→ Given exercise
Starting at the line with "ceiling? Indicate one point per instance." in it, reproduce each line below through the last one, exactly, and include nothing else.

→ Data shown
=-=-=-=-=
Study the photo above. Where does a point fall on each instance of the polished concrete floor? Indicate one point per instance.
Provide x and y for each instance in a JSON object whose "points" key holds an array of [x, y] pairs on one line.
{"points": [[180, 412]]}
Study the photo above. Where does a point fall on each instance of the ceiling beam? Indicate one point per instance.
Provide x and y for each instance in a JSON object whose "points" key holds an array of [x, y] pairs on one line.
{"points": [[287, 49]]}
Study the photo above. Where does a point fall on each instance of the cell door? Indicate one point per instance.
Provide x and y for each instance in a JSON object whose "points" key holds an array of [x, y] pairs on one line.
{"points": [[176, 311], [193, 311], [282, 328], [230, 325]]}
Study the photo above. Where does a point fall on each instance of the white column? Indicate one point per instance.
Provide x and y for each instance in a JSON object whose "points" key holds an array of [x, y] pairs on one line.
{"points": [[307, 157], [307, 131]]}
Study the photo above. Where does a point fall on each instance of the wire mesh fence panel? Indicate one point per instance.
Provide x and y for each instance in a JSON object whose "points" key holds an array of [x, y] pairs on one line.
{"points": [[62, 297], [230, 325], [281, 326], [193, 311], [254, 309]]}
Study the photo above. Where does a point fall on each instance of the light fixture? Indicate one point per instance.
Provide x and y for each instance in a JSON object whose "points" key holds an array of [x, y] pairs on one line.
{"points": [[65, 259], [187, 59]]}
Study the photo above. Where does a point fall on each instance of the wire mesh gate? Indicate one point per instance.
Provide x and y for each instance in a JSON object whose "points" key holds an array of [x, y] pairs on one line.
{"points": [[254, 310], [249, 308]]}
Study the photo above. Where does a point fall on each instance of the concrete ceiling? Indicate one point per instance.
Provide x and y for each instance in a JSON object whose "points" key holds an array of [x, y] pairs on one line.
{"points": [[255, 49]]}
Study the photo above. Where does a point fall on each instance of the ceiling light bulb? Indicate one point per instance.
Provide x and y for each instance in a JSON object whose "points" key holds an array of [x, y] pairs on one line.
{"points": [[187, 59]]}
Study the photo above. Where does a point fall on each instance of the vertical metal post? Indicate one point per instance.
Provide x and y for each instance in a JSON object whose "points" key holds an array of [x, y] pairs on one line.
=-=-=-=-=
→ Complete answer
Study the photo above. Where does a point fall on each instance of the concrete ceiling? Indicate one point per instance.
Provide x and y for each instance in a JSON object whose "points" key holds an array of [x, y] pairs on one line.
{"points": [[255, 49]]}
Study the photo above. Where does a point fall on each instance of the ceiling light bulb? Indicate one point per instance.
Provide x and y for each instance in a JSON object whose "points" key holds an array of [x, y] pairs on one line.
{"points": [[187, 59]]}
Study the photo above. Where does a point fall on each instance of the vertical metal post? Indicate one point per instance.
Provide x and y for each instance in a JSON object whose "points" key holds an array of [x, y] pairs on one line.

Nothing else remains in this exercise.